**Required work:**
Name every person the passage on hair and beauty below mentions by name.

====== Document section

One wonders, have Sasha or Malia Obama ever been told that their hair was bad or nappy and unlovely. Did their mother, or her mother, ever hear taunts questioning their beauty?
Can the very way Malia & Sasha Obama wear their hair, both straightened and natural, represent what's good and bad, or even, whiteness, versus blackness?
Just when we require a good laugh, one's in store! No doubt about it, the trailer alone is
enough to accurately indicate that Chris Rock's, home-truth-filled film, Good Hair, is going to be both a terrific hoot and one major hit this coming season!
It seems like only yesterday, until one meets a fifty year-old born in 1969, that fateful moment when dark and lovely Naomi Sims, did the impossible, by appearing on the cover of Life! Wow, think how far we've come, how Barack Obama's presidency, makes that earlier milestone seem so paltry now. Only we know it wasn't; it was major. And, if you happen to visit elementary schools, insist my informants, it's still a big deal, because of how wedded many black and Latino youths remain to a western derived aesthetic sensibility.

============
====== Stored records

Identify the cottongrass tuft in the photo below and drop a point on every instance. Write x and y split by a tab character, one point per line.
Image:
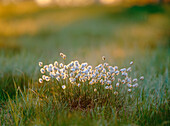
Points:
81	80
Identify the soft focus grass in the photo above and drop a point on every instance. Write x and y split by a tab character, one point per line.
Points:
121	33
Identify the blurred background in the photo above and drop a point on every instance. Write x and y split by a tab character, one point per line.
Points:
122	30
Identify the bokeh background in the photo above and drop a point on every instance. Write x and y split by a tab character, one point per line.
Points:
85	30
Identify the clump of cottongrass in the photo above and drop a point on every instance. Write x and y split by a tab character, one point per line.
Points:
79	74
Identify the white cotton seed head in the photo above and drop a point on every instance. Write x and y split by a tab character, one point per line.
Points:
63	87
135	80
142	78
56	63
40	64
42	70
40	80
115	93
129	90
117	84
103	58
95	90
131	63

============
====== Stored records

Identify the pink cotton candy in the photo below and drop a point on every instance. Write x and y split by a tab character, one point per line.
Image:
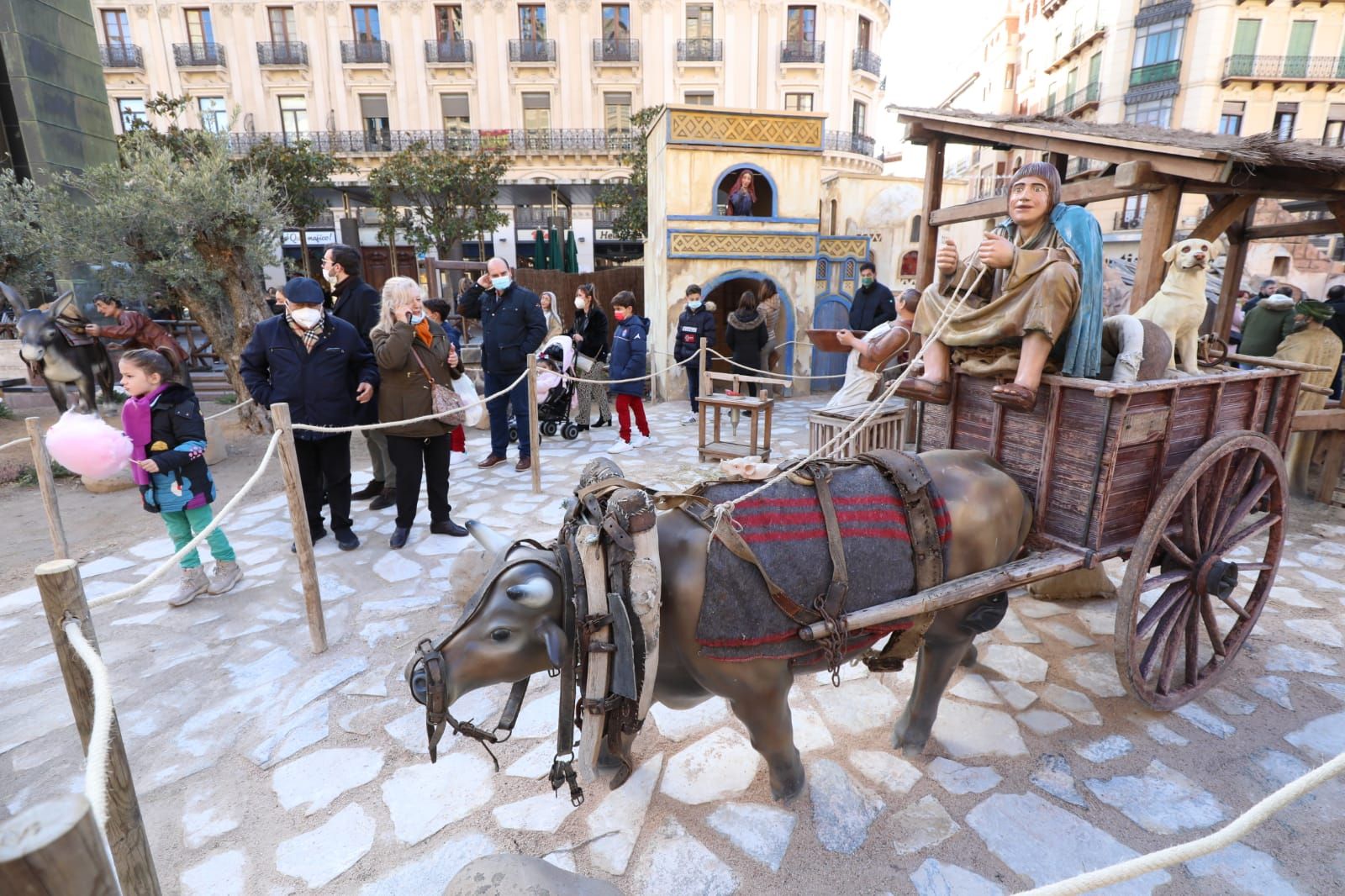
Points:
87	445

============
====== Stored records

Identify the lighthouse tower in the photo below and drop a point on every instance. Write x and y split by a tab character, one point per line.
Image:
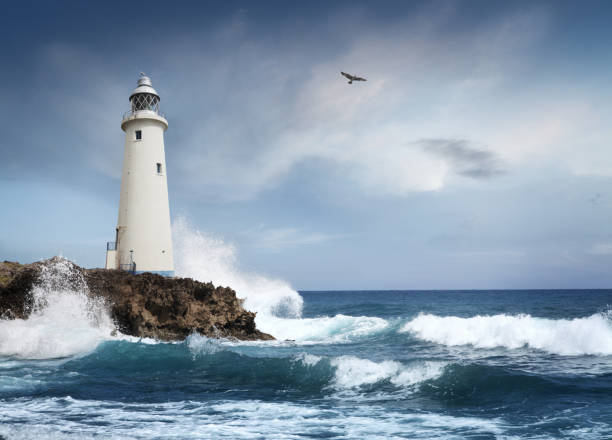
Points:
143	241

============

**The completed task:**
Sasha Obama, Malia Obama, Chris Rock, Naomi Sims, Barack Obama